Given entries -
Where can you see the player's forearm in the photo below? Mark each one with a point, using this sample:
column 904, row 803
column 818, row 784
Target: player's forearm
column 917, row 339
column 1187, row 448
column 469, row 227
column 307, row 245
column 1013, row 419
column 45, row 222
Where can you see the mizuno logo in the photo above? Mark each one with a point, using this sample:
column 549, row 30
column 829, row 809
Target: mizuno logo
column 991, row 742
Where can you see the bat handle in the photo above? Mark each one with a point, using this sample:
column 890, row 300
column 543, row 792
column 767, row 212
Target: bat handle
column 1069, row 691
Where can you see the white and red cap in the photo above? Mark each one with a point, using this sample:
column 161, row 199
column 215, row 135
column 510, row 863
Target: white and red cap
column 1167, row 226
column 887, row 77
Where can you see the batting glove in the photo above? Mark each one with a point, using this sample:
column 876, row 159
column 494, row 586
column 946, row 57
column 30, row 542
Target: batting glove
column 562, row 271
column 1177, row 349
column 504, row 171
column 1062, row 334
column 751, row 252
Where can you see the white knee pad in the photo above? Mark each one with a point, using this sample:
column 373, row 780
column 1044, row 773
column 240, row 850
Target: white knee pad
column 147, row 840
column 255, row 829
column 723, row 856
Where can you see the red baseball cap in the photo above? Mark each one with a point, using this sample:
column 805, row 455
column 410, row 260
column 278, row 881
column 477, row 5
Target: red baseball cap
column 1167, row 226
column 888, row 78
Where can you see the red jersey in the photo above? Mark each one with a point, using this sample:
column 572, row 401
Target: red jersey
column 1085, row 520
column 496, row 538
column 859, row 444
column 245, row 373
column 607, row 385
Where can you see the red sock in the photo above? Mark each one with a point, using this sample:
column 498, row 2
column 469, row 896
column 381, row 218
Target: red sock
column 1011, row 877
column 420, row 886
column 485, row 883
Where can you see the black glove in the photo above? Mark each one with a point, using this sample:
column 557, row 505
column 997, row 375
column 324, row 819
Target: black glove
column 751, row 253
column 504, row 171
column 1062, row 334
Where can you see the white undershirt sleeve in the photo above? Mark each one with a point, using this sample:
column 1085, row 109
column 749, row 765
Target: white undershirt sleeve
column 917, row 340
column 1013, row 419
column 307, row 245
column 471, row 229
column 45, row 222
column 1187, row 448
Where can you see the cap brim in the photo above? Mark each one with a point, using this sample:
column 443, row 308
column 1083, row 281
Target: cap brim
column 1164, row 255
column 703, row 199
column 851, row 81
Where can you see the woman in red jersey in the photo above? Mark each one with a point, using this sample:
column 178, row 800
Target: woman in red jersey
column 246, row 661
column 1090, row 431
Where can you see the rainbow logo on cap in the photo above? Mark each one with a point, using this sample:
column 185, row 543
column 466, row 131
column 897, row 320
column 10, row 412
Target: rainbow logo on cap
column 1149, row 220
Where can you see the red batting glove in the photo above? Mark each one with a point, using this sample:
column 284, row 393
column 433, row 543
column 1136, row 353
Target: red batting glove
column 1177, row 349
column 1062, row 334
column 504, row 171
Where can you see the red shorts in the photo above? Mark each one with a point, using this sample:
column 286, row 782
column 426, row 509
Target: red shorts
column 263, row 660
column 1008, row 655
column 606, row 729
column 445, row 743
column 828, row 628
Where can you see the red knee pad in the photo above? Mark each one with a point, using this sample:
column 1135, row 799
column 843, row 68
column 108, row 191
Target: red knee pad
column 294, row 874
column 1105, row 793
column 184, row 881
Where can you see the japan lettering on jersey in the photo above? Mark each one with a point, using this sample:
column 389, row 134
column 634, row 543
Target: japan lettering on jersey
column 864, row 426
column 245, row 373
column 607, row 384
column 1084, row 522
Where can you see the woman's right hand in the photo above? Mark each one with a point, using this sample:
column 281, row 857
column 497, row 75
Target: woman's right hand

What needs to be done - Transcribe the whole listing with nothing added or left out.

The reply -
Where can you see the player's forearm in the photo below? Mark each one with a point, using this sample:
column 904, row 803
column 818, row 784
Target: player's forearm
column 917, row 339
column 1187, row 448
column 469, row 227
column 307, row 245
column 1013, row 419
column 45, row 222
Where can you see the mizuno logo in the photo above? Mark each one with a point, using this sample:
column 549, row 30
column 829, row 809
Target: mizuno logo
column 991, row 742
Where can you see the bat handle in the photo above? Mark each one with a point, using this sample:
column 890, row 300
column 543, row 792
column 767, row 212
Target: bat handle
column 1069, row 691
Where can you see the white and red cap in the photo above? Mark each one with a point, using this sample:
column 161, row 199
column 215, row 135
column 510, row 863
Target: white and red cap
column 1167, row 226
column 887, row 77
Where can you see the batting glove in the photo above? Mark each one with a point, using this sample:
column 876, row 159
column 494, row 586
column 946, row 57
column 30, row 542
Target: batting glove
column 562, row 271
column 1177, row 349
column 504, row 171
column 1062, row 334
column 751, row 252
Where can you see the white knee pad in the photo above? Mark each one with a point, using this sample:
column 373, row 780
column 1044, row 773
column 240, row 850
Target: white knee pad
column 147, row 840
column 255, row 829
column 723, row 856
Where can you see the red baseball cap in the photo above? Mark each one with a point, using this sample:
column 805, row 455
column 410, row 260
column 278, row 881
column 477, row 5
Target: red baseball cap
column 1167, row 226
column 888, row 78
Where can you see the red jersey in the photo above? Mark each one with a point, using this sample:
column 572, row 401
Target: red jersey
column 1085, row 520
column 496, row 538
column 859, row 444
column 245, row 373
column 607, row 385
Where can you see the red sock in the photo above? Mark each one with a point, using this sample:
column 498, row 2
column 469, row 896
column 381, row 218
Target: red sock
column 1011, row 877
column 420, row 886
column 485, row 883
Where can you see the black glove in the photo above? Mark each one with a point, using this sample:
column 557, row 505
column 997, row 375
column 324, row 819
Target: black glove
column 751, row 253
column 504, row 171
column 1062, row 334
Where can you see the white undershirt sleeve in the photo above? Mark each one with a point, using this sample:
column 1085, row 109
column 749, row 765
Target: white undershirt sleeve
column 917, row 340
column 1013, row 419
column 307, row 245
column 471, row 229
column 45, row 222
column 1187, row 448
Where can you see the cap brim in the photo above? Mark each one with a point, using this sample:
column 443, row 308
column 1083, row 281
Target: cap brim
column 1164, row 255
column 703, row 199
column 851, row 81
Where can you see the woman in red jersey in the photo above? Mark each one with a point, using this sample:
column 178, row 800
Target: woman in red jersey
column 246, row 661
column 1090, row 431
Where can you see the rainbow logo on cap in the photo above? Mark each one with a point, using this sample:
column 185, row 543
column 466, row 131
column 897, row 320
column 10, row 412
Target: rainbow logo on cap
column 1149, row 220
Where can you see the red batting glove in the photo above? Mark each one with a point, using this sample:
column 284, row 393
column 433, row 543
column 1136, row 353
Target: red batting glove
column 1177, row 349
column 1062, row 334
column 504, row 171
Where can you see the red shorts in the photo above? Mark each one with a point, using this sample:
column 286, row 782
column 426, row 509
Target: red shorts
column 263, row 660
column 1008, row 655
column 606, row 729
column 445, row 743
column 828, row 628
Where can you see the red knee pad in the photo above? Mark each one with a point, using this sample:
column 1135, row 799
column 843, row 68
column 108, row 191
Target: red knee pad
column 294, row 874
column 1105, row 793
column 184, row 881
Where can you see the japan lettering on jersey in the photo above? Mark each one with a point, using this sample:
column 389, row 134
column 634, row 543
Target: japan lettering on jersey
column 864, row 426
column 245, row 373
column 607, row 384
column 1084, row 522
Where can you see the woman's right hand in the photo above? Mark each one with a point, using this sample:
column 281, row 857
column 497, row 75
Target: woman's right hand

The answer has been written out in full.